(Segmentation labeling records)

** BEGIN **

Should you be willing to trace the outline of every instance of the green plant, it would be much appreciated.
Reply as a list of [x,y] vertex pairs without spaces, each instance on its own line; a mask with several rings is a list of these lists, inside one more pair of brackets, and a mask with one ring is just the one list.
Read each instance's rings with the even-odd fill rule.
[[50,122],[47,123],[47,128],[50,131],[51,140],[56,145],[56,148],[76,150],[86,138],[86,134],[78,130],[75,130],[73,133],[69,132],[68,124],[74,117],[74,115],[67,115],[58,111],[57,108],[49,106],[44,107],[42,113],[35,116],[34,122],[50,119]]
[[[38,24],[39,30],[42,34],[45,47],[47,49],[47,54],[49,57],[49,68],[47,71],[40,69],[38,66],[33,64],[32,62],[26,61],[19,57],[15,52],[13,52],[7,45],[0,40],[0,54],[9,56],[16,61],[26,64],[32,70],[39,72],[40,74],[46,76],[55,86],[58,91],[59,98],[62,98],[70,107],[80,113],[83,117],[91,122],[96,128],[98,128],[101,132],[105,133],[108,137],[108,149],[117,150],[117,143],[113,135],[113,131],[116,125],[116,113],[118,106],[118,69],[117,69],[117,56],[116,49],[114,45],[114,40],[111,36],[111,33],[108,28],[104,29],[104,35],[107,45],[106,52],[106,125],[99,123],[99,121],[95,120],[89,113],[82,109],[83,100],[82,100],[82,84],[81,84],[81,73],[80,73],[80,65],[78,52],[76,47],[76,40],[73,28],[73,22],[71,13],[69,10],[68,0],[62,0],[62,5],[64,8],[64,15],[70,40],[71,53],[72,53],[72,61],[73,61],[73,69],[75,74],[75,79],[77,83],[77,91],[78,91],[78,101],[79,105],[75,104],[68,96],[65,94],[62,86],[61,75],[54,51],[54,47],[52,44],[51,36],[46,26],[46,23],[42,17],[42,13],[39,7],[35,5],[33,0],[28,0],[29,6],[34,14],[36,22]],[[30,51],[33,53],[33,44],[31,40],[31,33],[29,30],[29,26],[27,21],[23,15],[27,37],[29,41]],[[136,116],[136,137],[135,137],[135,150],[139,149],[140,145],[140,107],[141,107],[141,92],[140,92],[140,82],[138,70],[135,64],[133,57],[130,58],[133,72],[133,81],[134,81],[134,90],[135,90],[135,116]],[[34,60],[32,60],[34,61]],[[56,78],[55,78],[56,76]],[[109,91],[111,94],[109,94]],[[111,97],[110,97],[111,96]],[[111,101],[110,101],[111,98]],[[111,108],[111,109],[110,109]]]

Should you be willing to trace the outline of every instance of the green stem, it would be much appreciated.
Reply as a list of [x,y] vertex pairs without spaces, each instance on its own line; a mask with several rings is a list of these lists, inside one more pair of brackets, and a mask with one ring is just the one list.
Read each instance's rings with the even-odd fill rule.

** END **

**Short exercise**
Reproduce verbatim the lines of the records, beginning with the line that contains "stem, it would be much appreciated." and continuing through the end of the records.

**Result of the exercise**
Should you be willing to trace the outline of every instance of the green stem, it would be much appreciated.
Reply as a list of [x,y] vertex pairs without spaces, each instance on its own line; a mask with several rings is a list of these lists, inside one more pair of brackets, and a mask with one ring is just the one list.
Read each instance's rings with the even-odd fill rule.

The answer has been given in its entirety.